## EXTRACT TO READ
▼

4 things your stepchild needs to know
Posted June 8, 2016
Becoming a parent is one of life’s big challenges. Becoming a step-parent can be just as hard, if not harder. Most of us have given some thought to what kind of parent we want to be, but we may not think about how to step-parent until the situation is thrust upon us. If you feel overwhelmed by the situation, imagine how your stepchild feels. He’s a kid. He’s confused. He’s unsure about a lot of stuff. Here’s what he needs to know.
That you don’t hate his biological parent
If there is one thing you need to communicate to your stepchild, it’s that you don’t hate his biological parent. If you still do, learn to forgive, for your own sake as well as for his. Resentments are normal in blended families, as are arguments and differences of opinion. Hatred is different. No one expects you to adore your spouse’s ex, but if there are children involved, learn to be respectful, and to hold your tongue when you have nothing positive to say.

▲

## DATASET EXTRACT
▼

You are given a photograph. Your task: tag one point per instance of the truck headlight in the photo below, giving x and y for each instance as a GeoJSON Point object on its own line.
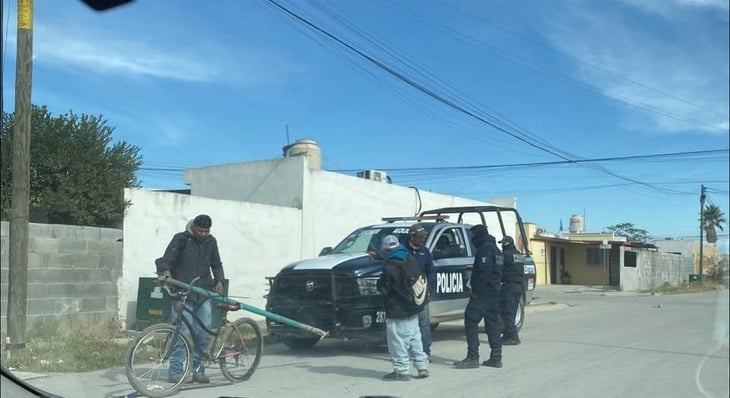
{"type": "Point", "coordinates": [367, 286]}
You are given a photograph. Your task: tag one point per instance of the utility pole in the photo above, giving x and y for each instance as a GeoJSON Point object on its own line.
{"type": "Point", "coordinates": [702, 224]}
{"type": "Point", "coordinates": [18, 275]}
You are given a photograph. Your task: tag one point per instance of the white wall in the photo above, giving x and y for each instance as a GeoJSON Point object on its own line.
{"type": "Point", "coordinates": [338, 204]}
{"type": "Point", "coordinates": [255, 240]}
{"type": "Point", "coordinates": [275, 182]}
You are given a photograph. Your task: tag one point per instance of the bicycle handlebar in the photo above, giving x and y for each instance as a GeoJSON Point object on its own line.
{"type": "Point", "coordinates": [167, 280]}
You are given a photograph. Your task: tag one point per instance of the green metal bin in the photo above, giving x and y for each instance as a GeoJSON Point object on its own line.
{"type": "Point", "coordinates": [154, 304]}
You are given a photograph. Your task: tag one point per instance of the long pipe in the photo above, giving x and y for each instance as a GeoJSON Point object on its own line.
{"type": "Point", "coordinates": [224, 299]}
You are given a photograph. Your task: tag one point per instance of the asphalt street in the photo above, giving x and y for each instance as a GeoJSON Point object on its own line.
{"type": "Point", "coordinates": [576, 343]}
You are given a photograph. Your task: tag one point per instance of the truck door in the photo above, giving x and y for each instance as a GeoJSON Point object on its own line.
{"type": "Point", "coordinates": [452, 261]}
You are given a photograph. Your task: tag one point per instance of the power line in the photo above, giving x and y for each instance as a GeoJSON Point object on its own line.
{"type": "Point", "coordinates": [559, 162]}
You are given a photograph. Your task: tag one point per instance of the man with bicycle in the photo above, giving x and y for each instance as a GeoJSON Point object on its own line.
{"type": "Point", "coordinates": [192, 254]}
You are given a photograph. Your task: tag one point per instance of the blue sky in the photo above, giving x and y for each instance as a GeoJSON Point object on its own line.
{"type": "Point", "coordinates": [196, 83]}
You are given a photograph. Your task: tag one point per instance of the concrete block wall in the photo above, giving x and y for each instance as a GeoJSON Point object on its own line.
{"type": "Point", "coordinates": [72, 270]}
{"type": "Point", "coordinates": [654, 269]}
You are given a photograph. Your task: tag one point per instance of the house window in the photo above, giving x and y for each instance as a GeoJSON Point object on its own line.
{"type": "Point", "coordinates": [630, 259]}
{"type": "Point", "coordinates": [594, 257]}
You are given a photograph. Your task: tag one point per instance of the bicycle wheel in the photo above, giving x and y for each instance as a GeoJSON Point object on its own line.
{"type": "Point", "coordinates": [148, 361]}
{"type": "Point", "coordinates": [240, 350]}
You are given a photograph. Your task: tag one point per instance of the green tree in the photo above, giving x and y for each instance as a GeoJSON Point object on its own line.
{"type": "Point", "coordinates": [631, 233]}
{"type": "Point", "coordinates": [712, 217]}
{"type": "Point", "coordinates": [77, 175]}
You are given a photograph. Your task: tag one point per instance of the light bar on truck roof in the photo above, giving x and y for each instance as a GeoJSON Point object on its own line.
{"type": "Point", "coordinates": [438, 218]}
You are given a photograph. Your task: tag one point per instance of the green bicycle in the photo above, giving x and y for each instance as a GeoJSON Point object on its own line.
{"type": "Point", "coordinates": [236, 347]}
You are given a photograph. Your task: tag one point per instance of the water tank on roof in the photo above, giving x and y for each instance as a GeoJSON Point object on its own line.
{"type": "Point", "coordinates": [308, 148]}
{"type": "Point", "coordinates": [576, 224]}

▲

## APPLY WHAT YOU READ
1 > List each thing that the article on what a stepchild needs to know calls normal in blended families.
2 > Continue the article on what a stepchild needs to know from the point where it stops.

## EXPECTED RESPONSES
1 > Resentments, arguments, and differences of opinion.

2 >
What your job is
No, not your actual job. Your job in this family. Like it or not, your job as a step-parent is to support your stepchild’s biological parent, and if the situation allows, both his biological parents.
That’s why it’s important to try and get along with your spouse’s ex, even if at a very superficial level. It’s not about you. It’s about providing consistency for your step-children. If they see that your role is to support your spouse and his ex in the way they bring up their children, it gives them consistent boundaries. Yes, of course you will have different ideas from his biological parent sometimes, which is why the next point is vital.
What he can expect from you
Your stepchild needs to know what to expect when he’s with you, in terms of discipline, understanding, emotional support and practical help.
If you and your spouse have different rules (or a whole different parenting style) from the ex, there’s very little you can do about it. Just make it clear to your step-kids that the rules are different at your house, just like the rules may be different at a friend's house, at school or at another activity they attend.
Consistency is the ideal, but having one set of rules in one half of the blended family and another set in the other half is common. Following different rules in different places doesn’t have to be a big problem. It’s what happens in life anyway. You don’t act the same way in church as you do at the beach. Using appropriate behavior in different situations is a basic social skill.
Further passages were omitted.